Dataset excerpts
+++
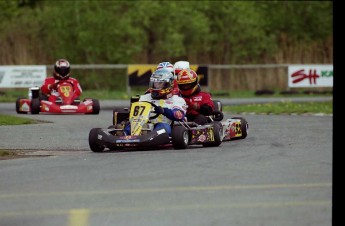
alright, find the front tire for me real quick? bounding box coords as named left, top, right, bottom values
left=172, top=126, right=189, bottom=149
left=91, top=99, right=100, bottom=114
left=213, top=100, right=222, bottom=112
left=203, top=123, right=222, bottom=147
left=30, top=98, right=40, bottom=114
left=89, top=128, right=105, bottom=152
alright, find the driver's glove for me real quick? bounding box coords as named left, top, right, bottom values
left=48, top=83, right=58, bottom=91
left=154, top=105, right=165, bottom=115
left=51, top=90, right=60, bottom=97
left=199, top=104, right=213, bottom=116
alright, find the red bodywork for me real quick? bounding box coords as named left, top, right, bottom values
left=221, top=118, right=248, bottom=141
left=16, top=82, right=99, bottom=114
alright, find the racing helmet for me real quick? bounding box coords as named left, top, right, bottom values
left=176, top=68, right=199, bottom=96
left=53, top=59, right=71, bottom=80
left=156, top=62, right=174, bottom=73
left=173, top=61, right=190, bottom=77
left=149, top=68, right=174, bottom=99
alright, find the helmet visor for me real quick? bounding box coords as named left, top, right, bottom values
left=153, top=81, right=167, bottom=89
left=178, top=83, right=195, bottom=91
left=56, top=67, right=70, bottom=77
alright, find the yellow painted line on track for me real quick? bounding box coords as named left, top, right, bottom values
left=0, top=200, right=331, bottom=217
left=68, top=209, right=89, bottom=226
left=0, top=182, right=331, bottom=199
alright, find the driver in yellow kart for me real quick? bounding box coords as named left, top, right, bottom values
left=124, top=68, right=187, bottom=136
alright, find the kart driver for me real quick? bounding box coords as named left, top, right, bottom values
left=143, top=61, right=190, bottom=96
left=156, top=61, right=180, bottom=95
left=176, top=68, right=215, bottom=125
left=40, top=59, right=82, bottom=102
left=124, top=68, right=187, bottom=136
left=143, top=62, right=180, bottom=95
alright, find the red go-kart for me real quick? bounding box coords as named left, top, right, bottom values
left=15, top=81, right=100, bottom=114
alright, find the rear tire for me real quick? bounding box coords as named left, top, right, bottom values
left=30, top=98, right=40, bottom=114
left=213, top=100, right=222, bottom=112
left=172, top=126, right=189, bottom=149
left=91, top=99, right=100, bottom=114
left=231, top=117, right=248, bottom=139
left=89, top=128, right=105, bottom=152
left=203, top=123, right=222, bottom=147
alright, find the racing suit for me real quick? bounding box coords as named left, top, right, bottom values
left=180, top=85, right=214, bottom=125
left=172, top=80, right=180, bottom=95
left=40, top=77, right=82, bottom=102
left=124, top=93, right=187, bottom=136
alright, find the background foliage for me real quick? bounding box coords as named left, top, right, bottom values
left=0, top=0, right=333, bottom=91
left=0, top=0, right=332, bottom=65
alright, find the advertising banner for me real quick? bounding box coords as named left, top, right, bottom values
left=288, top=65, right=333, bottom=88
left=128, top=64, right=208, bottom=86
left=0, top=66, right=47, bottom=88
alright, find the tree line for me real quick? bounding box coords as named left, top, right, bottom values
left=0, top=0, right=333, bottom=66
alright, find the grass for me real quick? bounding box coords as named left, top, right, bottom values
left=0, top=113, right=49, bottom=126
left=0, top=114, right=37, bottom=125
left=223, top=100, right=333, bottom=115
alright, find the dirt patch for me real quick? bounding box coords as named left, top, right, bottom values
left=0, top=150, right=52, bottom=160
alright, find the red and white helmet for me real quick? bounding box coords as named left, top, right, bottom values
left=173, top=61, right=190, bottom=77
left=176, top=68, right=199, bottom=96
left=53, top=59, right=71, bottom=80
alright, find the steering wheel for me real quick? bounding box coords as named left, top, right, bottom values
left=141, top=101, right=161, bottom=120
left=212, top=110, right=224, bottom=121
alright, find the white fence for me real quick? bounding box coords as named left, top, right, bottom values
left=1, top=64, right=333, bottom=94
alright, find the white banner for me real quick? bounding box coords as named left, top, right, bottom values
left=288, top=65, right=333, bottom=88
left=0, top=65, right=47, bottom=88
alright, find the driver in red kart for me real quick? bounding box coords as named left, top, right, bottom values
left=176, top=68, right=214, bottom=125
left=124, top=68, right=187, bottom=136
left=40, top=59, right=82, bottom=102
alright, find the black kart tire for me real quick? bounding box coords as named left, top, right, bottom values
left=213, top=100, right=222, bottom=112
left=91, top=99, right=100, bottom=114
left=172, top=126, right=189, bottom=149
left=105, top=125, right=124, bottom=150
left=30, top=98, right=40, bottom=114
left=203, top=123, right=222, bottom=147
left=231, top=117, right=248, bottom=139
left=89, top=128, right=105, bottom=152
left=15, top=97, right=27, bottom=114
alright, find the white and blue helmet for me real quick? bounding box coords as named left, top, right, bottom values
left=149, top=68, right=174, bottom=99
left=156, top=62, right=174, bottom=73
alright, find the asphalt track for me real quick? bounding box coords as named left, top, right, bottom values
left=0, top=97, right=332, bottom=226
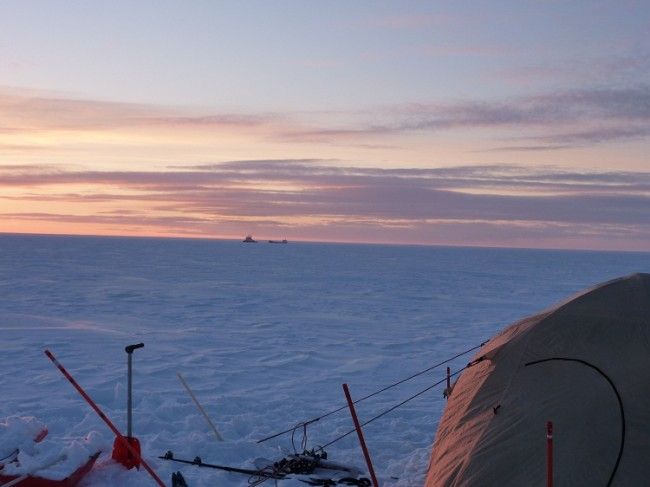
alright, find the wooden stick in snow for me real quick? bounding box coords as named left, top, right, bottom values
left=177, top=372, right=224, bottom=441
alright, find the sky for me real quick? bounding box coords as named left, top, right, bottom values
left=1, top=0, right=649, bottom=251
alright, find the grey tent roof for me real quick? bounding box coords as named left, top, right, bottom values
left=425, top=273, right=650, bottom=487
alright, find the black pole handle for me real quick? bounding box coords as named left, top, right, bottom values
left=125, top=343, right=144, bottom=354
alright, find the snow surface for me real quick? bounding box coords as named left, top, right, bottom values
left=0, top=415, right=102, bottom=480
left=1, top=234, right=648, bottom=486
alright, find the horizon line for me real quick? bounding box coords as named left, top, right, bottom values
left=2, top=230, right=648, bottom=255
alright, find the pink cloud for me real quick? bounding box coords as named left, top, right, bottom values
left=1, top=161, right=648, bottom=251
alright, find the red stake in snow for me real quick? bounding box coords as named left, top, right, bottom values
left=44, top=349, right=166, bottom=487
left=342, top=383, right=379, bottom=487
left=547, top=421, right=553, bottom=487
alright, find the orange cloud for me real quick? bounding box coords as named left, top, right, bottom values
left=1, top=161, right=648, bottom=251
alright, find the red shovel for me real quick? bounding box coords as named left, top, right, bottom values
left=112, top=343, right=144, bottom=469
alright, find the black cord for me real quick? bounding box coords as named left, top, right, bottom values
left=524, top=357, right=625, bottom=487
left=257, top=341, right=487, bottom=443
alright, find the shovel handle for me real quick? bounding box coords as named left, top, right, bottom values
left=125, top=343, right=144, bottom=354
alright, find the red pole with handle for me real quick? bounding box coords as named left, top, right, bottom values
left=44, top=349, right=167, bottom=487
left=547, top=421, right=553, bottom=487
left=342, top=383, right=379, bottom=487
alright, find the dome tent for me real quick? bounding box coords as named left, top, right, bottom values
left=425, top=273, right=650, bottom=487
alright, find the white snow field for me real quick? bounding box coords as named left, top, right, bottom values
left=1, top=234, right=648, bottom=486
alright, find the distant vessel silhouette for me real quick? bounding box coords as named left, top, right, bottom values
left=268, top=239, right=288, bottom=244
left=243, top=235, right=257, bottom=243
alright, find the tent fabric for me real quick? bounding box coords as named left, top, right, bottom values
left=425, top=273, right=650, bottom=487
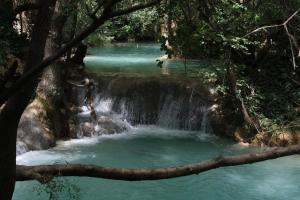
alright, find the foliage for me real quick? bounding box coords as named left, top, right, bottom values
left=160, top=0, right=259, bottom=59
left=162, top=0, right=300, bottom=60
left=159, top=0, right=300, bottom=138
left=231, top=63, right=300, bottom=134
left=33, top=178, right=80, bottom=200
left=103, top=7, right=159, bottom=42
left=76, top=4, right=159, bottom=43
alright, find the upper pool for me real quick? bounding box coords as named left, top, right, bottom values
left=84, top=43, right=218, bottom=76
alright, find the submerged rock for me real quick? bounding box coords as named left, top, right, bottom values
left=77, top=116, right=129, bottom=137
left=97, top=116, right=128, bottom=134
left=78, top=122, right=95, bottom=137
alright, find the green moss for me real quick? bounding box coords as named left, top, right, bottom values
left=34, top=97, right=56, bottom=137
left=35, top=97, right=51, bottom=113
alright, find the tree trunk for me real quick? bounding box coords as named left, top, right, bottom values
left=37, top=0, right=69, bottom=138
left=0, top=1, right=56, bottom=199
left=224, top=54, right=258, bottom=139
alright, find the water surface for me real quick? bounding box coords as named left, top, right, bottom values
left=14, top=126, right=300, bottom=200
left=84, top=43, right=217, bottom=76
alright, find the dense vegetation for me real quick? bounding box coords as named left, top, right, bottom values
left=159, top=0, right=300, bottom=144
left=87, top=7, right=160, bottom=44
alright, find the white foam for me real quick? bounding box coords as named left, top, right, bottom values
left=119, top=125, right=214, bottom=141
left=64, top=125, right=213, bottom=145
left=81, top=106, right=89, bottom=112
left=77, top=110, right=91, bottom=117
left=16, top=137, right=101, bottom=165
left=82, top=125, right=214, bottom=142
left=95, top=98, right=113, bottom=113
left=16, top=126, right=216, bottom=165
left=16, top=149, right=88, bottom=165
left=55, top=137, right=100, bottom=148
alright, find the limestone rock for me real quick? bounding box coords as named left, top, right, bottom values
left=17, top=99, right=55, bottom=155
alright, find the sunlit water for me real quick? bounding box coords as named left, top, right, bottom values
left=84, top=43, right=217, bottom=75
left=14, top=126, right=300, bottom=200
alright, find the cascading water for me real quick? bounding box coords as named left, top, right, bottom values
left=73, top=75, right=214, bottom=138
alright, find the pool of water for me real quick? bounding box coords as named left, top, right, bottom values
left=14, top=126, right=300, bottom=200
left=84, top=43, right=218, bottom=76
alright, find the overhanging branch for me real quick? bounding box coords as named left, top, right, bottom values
+++
▶ [PROBLEM] Lines from the one holding "alright, find the sunlit" to the last line of the records: return these exactly, and only these.

▶ [FINISHED EXERCISE]
alright, find the sunlit water for me real quick? bounding box coords as named left, top, right, bottom values
left=84, top=43, right=217, bottom=75
left=14, top=126, right=300, bottom=200
alright, find the cascading water for me real quick? bounding box coords as named left, top, right, bottom values
left=73, top=75, right=214, bottom=138
alright, find the pool of water for me real quick? bounding box coords as named left, top, right, bottom values
left=14, top=126, right=300, bottom=200
left=84, top=43, right=218, bottom=76
alright, find the overhanging branch for me real quick? bounding box coords as named left, top, right, bottom values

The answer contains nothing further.